[Excerpts from a point labeling dataset]
☆ ☆ ☆ ☆ ☆ ☆ ☆

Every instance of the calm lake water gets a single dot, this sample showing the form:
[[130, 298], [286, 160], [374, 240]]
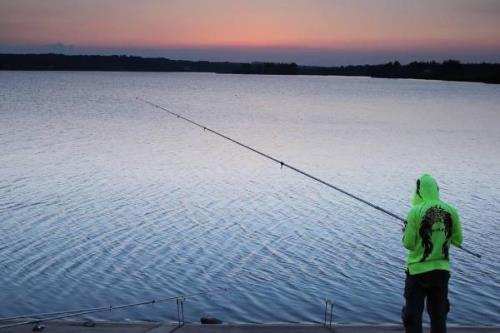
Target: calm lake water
[[106, 200]]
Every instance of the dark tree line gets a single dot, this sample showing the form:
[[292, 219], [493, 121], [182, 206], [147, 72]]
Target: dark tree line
[[451, 70]]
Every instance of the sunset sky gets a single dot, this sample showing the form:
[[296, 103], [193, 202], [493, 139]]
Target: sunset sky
[[325, 32]]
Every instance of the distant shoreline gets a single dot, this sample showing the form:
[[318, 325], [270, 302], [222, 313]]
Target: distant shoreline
[[450, 70]]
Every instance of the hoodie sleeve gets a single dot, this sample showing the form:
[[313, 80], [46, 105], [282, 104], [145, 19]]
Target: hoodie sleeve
[[410, 231], [457, 236]]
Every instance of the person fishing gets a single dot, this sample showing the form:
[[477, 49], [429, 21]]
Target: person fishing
[[431, 227]]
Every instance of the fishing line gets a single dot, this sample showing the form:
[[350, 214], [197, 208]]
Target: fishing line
[[291, 167], [79, 312]]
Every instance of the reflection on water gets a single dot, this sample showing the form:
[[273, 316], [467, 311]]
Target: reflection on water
[[104, 199]]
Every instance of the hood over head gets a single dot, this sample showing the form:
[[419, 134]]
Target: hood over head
[[427, 190]]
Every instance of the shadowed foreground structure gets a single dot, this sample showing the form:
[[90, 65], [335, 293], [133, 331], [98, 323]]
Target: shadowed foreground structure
[[450, 70], [156, 327]]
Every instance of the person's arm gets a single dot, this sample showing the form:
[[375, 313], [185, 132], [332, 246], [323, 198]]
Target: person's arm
[[410, 231], [457, 236]]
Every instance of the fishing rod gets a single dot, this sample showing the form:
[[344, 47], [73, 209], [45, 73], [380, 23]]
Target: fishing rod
[[79, 312], [291, 167]]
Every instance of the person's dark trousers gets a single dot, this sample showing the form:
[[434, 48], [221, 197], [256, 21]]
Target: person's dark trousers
[[432, 285]]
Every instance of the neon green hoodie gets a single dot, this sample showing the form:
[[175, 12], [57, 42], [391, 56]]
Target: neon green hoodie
[[431, 226]]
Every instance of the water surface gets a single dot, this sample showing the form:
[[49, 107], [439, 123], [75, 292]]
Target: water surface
[[106, 200]]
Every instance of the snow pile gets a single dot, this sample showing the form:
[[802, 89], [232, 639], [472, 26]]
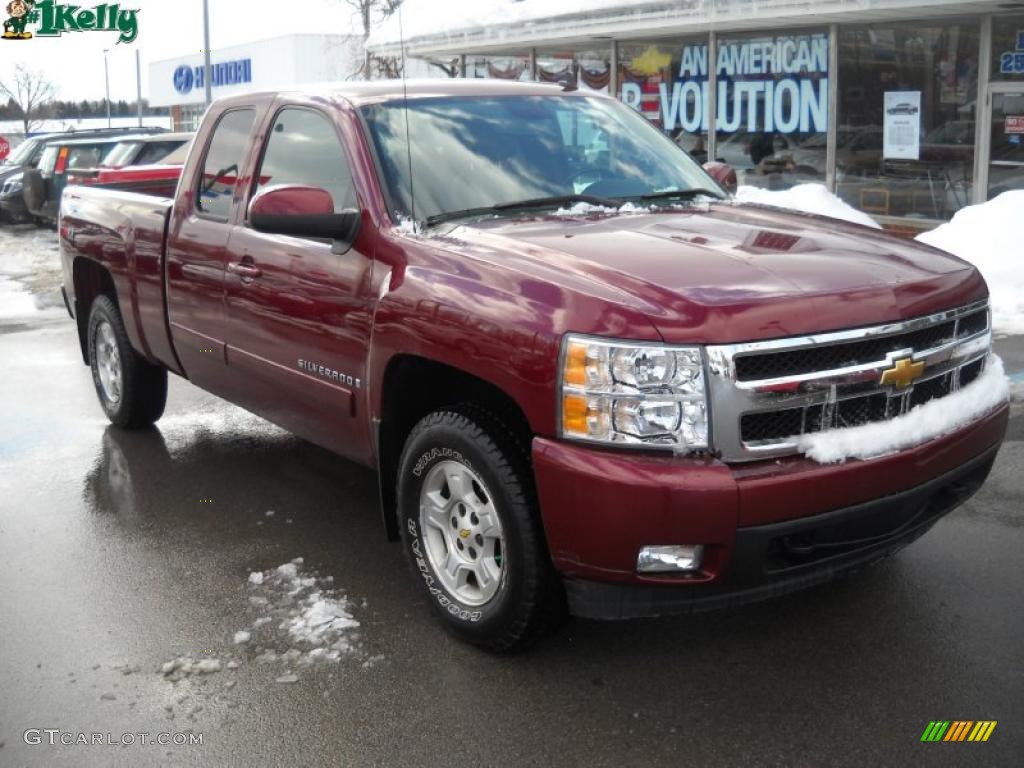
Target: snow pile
[[301, 619], [30, 264], [924, 423], [182, 667], [989, 237], [807, 199], [14, 301]]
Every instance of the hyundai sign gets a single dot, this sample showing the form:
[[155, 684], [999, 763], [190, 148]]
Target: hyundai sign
[[226, 73]]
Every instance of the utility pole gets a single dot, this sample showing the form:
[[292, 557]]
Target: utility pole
[[138, 85], [107, 79], [208, 85]]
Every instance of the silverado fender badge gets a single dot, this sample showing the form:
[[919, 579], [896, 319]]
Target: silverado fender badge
[[903, 373], [329, 373]]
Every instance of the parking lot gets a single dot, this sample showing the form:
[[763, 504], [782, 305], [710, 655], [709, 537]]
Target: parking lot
[[121, 553]]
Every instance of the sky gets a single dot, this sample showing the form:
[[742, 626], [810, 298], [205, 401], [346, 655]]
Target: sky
[[167, 29]]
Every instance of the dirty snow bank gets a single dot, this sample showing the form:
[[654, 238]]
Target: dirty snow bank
[[807, 199], [301, 617], [924, 423], [989, 237]]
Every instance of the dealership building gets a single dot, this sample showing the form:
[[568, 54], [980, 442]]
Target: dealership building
[[264, 65], [907, 110]]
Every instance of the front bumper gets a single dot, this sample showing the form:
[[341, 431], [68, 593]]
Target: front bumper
[[767, 528]]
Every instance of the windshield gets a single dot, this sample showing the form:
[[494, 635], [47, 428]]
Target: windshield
[[470, 153], [23, 153]]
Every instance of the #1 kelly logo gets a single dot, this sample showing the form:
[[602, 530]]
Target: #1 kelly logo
[[54, 19]]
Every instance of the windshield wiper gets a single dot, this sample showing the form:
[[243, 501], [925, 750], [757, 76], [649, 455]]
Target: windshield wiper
[[556, 200], [681, 194]]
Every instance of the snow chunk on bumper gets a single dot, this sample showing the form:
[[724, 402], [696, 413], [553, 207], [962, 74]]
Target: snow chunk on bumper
[[934, 419]]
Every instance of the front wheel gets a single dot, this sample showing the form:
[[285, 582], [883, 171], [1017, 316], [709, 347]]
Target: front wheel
[[471, 530], [132, 391]]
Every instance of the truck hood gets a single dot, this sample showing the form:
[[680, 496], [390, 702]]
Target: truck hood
[[729, 272]]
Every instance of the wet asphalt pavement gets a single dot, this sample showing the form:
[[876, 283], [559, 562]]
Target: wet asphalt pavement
[[122, 551]]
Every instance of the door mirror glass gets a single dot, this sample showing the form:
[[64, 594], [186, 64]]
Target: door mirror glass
[[302, 212], [723, 173]]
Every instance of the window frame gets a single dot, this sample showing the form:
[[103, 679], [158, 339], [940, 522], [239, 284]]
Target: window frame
[[196, 210], [265, 143]]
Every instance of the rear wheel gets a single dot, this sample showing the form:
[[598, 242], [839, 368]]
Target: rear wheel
[[472, 532], [132, 391]]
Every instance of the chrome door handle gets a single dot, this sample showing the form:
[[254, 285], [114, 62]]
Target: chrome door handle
[[246, 271]]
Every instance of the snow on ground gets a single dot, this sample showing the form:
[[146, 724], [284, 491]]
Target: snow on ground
[[989, 237], [924, 423], [808, 199], [30, 271], [299, 620]]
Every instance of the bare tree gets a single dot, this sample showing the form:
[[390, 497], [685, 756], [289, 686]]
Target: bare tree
[[29, 90], [370, 11]]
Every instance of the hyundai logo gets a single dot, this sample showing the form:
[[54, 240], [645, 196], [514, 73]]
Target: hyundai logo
[[183, 79]]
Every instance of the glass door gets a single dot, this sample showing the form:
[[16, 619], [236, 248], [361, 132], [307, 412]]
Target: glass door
[[1005, 163]]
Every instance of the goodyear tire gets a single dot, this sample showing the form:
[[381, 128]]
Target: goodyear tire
[[471, 530], [132, 391]]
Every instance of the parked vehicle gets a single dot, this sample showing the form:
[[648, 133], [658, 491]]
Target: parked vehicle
[[569, 401], [62, 163], [144, 150], [158, 178], [27, 155]]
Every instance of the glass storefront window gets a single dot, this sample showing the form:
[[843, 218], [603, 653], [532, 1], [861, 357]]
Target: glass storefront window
[[502, 67], [590, 69], [1008, 48], [667, 82], [906, 118], [773, 108]]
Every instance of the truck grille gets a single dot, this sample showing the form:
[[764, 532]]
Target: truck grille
[[766, 394], [775, 365]]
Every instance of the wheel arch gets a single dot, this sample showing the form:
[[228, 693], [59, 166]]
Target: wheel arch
[[437, 385], [90, 281]]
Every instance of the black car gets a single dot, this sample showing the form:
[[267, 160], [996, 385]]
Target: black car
[[28, 154]]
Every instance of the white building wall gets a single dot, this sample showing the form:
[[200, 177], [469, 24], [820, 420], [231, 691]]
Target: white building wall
[[274, 64]]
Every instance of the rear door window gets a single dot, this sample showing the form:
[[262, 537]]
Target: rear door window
[[154, 152], [223, 159], [48, 161]]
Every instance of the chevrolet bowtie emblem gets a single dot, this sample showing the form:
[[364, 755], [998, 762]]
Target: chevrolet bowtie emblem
[[902, 374]]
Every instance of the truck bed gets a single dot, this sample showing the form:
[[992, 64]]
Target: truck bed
[[125, 232]]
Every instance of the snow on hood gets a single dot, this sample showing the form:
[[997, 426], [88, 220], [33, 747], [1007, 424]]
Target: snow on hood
[[988, 236], [924, 423], [807, 199]]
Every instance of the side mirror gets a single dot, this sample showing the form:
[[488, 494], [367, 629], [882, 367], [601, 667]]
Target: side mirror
[[302, 212], [724, 173]]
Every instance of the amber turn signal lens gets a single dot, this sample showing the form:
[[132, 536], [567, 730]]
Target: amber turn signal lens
[[574, 412], [576, 365]]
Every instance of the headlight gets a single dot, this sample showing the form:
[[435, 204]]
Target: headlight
[[639, 394]]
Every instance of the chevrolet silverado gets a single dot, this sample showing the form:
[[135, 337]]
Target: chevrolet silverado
[[589, 380]]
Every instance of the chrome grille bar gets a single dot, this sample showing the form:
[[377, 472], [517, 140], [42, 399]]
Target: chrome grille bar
[[836, 396]]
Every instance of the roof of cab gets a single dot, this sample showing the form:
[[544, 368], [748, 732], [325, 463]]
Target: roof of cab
[[375, 91]]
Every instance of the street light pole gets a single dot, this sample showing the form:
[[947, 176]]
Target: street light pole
[[107, 79], [138, 85], [208, 85]]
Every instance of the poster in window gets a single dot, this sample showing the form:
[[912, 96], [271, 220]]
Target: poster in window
[[902, 125]]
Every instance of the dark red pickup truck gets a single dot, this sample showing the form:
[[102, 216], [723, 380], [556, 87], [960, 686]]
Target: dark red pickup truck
[[587, 377]]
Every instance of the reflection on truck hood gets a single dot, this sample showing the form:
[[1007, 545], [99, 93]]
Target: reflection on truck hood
[[726, 272]]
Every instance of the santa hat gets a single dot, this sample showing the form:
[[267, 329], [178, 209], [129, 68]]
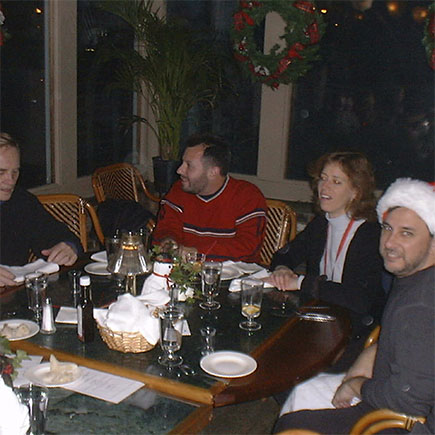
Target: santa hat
[[416, 195]]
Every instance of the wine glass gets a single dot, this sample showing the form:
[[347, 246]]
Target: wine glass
[[170, 337], [251, 297], [210, 279], [196, 259], [36, 285]]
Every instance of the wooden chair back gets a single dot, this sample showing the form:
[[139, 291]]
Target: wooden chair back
[[119, 181], [382, 419], [73, 210], [280, 228]]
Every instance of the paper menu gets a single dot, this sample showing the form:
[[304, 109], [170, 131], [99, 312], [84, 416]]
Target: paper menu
[[104, 386]]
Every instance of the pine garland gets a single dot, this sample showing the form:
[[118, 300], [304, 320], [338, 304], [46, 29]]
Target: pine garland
[[429, 36], [303, 31]]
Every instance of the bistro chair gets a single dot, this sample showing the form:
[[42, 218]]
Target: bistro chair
[[73, 210], [120, 181], [280, 229], [382, 419]]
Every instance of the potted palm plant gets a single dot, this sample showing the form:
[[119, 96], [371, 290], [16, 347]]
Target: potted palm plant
[[171, 67]]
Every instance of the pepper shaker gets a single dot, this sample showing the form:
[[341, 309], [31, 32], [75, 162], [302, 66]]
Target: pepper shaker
[[47, 325]]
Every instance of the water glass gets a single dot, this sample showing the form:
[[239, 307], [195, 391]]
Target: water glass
[[251, 298], [196, 259], [208, 334], [36, 400], [36, 285], [74, 284], [170, 337], [210, 279], [112, 245]]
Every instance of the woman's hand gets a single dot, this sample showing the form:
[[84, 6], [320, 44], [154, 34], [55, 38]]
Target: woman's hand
[[348, 391], [283, 278]]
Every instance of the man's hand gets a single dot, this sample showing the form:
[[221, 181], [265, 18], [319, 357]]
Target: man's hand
[[6, 277], [62, 254], [347, 391], [283, 278]]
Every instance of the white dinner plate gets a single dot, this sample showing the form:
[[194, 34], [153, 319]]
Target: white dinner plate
[[98, 268], [230, 273], [15, 323], [100, 256], [228, 364], [37, 374]]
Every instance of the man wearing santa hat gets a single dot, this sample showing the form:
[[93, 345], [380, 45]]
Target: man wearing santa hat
[[398, 372]]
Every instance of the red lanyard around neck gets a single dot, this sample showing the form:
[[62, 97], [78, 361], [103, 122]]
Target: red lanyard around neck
[[340, 247]]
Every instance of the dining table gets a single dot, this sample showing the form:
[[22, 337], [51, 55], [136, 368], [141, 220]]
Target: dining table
[[287, 350]]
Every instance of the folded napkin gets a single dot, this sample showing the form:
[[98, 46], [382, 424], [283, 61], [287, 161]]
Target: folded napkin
[[263, 273], [159, 279], [131, 314], [233, 269], [39, 265], [14, 416]]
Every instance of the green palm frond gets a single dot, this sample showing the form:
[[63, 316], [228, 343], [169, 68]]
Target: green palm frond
[[170, 66]]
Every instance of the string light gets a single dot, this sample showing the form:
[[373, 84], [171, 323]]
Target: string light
[[419, 14]]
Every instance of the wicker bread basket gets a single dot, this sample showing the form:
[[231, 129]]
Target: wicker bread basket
[[133, 342]]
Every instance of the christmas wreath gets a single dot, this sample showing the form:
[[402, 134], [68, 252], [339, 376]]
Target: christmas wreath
[[303, 31], [429, 36]]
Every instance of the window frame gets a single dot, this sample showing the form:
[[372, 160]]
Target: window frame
[[273, 135]]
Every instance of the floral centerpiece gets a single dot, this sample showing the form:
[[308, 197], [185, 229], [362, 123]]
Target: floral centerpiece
[[9, 361], [183, 274]]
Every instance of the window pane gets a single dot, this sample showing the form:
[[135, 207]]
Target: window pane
[[372, 91], [23, 87], [236, 116], [101, 138]]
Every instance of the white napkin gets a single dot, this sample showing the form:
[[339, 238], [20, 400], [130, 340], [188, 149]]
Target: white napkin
[[14, 416], [39, 265], [159, 279], [233, 269], [129, 314], [263, 273]]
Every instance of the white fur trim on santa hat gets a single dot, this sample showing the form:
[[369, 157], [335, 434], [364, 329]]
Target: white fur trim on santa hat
[[416, 195]]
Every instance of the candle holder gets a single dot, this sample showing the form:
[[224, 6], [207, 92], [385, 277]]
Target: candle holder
[[129, 260]]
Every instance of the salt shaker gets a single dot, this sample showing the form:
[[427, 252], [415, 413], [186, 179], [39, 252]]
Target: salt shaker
[[47, 325]]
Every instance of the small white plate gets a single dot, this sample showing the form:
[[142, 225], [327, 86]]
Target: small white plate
[[230, 274], [100, 256], [228, 364], [98, 268], [14, 323], [37, 374]]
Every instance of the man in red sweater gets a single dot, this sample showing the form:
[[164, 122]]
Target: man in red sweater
[[210, 212]]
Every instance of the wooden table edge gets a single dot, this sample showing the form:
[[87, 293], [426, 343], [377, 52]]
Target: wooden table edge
[[176, 390]]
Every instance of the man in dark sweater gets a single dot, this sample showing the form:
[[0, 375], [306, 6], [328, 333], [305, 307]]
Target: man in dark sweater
[[24, 223], [399, 371]]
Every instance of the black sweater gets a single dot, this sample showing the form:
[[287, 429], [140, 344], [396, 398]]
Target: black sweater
[[25, 225], [361, 288]]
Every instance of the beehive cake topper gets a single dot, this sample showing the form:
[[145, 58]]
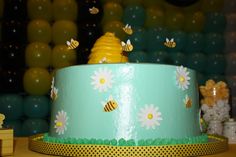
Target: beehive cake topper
[[109, 49]]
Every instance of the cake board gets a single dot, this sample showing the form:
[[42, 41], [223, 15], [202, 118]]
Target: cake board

☆ ☆ ☆ ☆ ☆ ☆ ☆

• _WHAT TO PRODUCE_
Extract, unchanged, the lines of the entries starting with the line containing "Every instance of the person fishing" and going on through the line containing "[[291, 167], [79, 312]]", including both of those lines.

• _FINAL RESULT_
Every instance of the person fishing gets a single dot, this sample showing the form:
[[477, 49], [429, 21]]
Target: person fishing
[[431, 227]]
Every instance of the fishing line gets a single dot, this sample showing the form:
[[350, 214], [197, 208]]
Target: fishing line
[[291, 167], [79, 312]]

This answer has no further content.